[Source extract]

Tipping is a strange practice. It's based on the premise the service you're about to receive is going to be mediocre or worse, unless the wait person, or car attendant or other servant, can be brainwashed into expecting a golden handshake at the end. It's a bit like dog training really, with the promise of a treat at the end if the beast successfully completes the task. The industry encourages it because it enables them to pay lousy wages and point the finger at the customers as the villains if they don't play top-up.

It's a strange philosophy that in other lines of public service would be called bribery. Bennett says: "I always tip for excellent service and encourage others to, too, if we want standards to continue to improve." But if it's our public duty, in the eyes of the minister, to rev up wait staff by dangling money before their eyes, then what's wrong with crossing the palm of the cop who pulls you over for drunk driving, or the ACC bureaucrat who is dragging the chain over compensation for your wonky knee.

I'm old fashioned enough to believe the old proverb about a labourer being worthy of his hire. What we have here is an industry's attempt to avoid doing just that. If it means upping prices 10 per cent then so be it. At least that might mean the dishwashers out the back might get an increase in pay as well and not just the busty, young, front-of-house Krystals, who, according to American research, tend to rake in a disproportionate amount of the tips.

There was a time, says Bennett, when we advised tourists not to tip when they visited. She doesn't want this message resurrected. Why not? It sounds like a great idea.

Over the years we seem to have managed to keep a tight rein on this old-world disease. A quick search on Papers Past reveals that in 1915, the Arbitration Court actually abolished tipping on Union Company vessels, upping the wages of stewards on the passenger ships considerably in compensation. The newspaper report referred to tipping as a "curse to the travelling public".

Seven years later, the court lifted the ban on this "undesirable practice" because it had continued underground. The judges said that "Public opinion is the only effective means of dealing with the practice".

Nearly 100 years on, I might add, and pay the workers a living wage.

[/Source extract]

What you are asked to do: Print the column on tipping in full, word for word. The records are separate and have nothing to do with the column on tipping.

[Information shown]

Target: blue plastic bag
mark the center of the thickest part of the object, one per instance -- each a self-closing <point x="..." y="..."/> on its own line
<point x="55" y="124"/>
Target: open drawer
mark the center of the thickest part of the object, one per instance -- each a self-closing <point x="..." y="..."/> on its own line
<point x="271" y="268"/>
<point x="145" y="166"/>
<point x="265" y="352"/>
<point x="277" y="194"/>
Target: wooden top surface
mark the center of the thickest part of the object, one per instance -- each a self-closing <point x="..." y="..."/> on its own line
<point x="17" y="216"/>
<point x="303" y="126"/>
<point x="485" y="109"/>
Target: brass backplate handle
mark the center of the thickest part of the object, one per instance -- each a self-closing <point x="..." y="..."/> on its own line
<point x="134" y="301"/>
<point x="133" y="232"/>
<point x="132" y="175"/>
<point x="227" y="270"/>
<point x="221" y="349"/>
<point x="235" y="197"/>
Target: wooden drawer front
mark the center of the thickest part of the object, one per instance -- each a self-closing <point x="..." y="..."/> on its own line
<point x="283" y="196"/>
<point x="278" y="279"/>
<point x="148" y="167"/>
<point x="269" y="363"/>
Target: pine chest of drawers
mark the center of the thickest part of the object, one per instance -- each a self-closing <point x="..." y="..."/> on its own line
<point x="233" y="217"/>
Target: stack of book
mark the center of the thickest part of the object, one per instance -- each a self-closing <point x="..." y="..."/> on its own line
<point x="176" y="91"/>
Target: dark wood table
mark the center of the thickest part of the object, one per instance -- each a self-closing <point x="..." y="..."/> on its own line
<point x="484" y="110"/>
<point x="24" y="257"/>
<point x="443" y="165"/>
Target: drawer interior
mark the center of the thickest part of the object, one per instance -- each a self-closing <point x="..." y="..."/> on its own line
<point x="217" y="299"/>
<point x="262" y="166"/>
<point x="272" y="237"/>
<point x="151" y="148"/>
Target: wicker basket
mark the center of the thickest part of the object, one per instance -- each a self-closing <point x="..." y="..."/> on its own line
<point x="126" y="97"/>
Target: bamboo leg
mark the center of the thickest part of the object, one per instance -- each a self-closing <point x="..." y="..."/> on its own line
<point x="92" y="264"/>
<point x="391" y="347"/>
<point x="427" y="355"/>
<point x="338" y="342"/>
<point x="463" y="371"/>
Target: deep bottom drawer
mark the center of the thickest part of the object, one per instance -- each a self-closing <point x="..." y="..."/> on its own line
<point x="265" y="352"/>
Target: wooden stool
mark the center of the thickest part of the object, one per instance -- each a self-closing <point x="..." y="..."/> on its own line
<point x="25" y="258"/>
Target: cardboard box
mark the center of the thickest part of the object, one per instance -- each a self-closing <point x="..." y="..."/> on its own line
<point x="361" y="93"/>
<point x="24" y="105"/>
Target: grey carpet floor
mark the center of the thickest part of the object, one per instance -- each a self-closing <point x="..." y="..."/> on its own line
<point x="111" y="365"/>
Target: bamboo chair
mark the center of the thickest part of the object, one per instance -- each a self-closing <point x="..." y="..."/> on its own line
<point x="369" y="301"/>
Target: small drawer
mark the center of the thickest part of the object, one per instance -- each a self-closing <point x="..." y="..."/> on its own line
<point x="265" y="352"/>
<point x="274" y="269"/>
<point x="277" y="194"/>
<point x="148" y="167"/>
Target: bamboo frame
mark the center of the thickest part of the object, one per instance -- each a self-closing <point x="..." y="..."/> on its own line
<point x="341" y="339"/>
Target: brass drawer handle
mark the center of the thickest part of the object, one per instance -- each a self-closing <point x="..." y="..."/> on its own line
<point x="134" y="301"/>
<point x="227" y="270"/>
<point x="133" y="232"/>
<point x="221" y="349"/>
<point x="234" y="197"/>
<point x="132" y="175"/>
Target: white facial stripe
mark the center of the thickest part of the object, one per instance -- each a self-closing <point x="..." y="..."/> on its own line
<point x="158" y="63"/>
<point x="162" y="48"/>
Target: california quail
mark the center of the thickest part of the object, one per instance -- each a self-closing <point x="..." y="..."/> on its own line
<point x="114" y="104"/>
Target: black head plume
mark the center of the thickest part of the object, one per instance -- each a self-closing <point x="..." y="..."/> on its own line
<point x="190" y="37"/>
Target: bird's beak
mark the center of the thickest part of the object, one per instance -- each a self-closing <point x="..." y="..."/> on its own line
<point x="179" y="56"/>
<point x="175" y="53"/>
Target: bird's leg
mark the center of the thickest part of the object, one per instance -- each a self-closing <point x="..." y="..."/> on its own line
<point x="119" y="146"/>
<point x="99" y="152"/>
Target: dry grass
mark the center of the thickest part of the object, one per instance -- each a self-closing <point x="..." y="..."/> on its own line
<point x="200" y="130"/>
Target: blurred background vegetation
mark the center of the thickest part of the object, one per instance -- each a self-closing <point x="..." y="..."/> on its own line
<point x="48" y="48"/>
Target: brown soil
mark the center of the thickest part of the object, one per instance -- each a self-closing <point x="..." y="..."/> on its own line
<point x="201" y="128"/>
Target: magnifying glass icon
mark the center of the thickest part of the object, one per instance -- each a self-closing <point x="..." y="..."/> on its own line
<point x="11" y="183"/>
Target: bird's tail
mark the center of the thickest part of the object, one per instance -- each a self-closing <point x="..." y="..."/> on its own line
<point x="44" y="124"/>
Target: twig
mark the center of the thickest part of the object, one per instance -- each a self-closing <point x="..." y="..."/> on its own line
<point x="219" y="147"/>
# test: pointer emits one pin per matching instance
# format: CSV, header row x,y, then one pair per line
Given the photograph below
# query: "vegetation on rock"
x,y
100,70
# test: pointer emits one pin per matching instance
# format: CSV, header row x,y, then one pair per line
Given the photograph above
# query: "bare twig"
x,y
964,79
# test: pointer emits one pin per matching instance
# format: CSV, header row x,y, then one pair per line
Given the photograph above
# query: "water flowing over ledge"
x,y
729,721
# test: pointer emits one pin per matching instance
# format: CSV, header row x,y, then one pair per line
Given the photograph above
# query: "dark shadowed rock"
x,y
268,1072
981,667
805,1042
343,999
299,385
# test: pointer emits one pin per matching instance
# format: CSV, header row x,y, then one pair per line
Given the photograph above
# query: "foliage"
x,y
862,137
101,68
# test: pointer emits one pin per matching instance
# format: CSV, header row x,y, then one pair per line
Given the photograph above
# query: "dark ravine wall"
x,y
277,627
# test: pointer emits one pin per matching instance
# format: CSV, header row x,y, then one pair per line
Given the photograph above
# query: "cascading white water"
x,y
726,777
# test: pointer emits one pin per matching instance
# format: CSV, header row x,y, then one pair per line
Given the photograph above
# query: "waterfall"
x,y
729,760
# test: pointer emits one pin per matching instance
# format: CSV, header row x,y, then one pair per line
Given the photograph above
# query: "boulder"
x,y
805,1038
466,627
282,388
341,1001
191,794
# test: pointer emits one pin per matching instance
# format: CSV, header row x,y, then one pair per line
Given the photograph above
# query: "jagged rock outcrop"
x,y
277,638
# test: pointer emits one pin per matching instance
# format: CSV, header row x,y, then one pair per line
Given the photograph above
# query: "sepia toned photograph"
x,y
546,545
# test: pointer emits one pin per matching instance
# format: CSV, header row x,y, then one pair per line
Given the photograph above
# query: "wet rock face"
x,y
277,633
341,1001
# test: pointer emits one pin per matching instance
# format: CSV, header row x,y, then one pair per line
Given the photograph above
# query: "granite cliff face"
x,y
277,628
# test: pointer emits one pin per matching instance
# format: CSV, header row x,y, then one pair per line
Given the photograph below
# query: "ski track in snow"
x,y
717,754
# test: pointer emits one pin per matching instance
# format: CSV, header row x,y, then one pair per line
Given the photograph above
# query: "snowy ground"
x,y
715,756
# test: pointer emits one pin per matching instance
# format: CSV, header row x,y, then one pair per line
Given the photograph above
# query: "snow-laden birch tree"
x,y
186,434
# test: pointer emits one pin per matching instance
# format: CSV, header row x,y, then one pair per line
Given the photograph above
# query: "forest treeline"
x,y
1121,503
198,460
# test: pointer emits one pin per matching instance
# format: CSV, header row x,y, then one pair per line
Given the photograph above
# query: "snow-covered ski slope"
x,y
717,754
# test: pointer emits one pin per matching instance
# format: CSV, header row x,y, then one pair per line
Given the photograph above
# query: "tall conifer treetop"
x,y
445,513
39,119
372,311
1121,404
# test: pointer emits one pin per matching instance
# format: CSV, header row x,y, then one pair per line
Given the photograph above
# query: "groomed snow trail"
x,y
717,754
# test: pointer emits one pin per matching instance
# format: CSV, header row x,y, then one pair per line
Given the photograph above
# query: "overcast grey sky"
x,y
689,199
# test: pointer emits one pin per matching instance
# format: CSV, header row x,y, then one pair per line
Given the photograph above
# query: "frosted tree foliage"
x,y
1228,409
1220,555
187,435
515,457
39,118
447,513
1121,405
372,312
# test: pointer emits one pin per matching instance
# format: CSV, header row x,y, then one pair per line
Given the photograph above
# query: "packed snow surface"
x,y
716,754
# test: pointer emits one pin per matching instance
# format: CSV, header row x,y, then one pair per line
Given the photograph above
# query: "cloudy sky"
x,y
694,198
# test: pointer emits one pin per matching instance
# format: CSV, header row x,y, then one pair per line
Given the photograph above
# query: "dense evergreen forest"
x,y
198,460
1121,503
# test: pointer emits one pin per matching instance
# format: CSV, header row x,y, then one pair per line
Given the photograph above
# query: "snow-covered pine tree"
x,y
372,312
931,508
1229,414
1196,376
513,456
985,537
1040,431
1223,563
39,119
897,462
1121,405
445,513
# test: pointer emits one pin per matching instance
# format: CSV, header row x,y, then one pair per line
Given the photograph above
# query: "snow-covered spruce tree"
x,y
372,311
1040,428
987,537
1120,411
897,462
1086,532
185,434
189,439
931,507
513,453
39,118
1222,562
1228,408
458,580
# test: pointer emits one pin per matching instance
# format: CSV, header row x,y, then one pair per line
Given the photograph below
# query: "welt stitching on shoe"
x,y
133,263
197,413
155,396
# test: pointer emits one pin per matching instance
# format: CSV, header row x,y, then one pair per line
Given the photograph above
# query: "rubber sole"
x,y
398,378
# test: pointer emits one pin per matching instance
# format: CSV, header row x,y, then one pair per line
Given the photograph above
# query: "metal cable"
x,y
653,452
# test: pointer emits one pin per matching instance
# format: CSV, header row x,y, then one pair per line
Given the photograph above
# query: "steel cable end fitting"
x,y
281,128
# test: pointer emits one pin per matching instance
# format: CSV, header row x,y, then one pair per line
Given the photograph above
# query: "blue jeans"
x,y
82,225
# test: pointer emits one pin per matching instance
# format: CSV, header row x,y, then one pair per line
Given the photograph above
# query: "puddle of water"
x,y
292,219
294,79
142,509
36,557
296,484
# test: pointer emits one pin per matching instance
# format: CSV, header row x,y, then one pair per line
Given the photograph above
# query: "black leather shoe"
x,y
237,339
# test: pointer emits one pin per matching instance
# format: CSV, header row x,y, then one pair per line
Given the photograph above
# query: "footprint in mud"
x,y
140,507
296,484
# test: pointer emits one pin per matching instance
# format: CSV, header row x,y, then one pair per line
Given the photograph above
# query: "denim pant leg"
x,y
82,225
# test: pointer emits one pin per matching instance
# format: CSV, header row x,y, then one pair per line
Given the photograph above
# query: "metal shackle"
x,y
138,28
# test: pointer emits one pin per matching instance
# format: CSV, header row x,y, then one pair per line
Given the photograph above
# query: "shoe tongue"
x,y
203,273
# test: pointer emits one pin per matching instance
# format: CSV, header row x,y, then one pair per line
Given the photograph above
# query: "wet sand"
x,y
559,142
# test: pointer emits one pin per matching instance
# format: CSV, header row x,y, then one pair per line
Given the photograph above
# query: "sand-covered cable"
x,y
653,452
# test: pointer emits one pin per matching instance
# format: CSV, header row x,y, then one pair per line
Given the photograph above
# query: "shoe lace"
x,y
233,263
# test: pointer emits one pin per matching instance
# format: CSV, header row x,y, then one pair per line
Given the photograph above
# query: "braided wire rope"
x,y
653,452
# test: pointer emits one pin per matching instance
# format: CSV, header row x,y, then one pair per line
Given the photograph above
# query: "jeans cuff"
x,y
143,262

[/Information shown]

Finished task:
Tipping is a strange practice. It's based on the premise the service you're about to receive is going to be mediocre or worse, unless the wait person, or car attendant or other servant, can be brainwashed into expecting a golden handshake at the end. It's a bit like dog training really, with the promise of a treat at the end if the beast successfully completes the task. The industry encourages it because it enables them to pay lousy wages and point the finger at the customers as the villains if they don't play top-up.

It's a strange philosophy that in other lines of public service would be called bribery. Bennett says: "I always tip for excellent service and encourage others to, too, if we want standards to continue to improve." But if it's our public duty, in the eyes of the minister, to rev up wait staff by dangling money before their eyes, then what's wrong with crossing the palm of the cop who pulls you over for drunk driving, or the ACC bureaucrat who is dragging the chain over compensation for your wonky knee.

I'm old fashioned enough to believe the old proverb about a labourer being worthy of his hire. What we have here is an industry's attempt to avoid doing just that. If it means upping prices 10 per cent then so be it. At least that might mean the dishwashers out the back might get an increase in pay as well and not just the busty, young, front-of-house Krystals, who, according to American research, tend to rake in a disproportionate amount of the tips.

There was a time, says Bennett, when we advised tourists not to tip when they visited. She doesn't want this message resurrected. Why not? It sounds like a great idea.

Over the years we seem to have managed to keep a tight rein on this old-world disease. A quick search on Papers Past reveals that in 1915, the Arbitration Court actually abolished tipping on Union Company vessels, upping the wages of stewards on the passenger ships considerably in compensation. The newspaper report referred to tipping as a "curse to the travelling public".

Seven years later, the court lifted the ban on this "undesirable practice" because it had continued underground. The judges said that "Public opinion is the only effective means of dealing with the practice".

Nearly 100 years on, I might add, and pay the workers a living wage.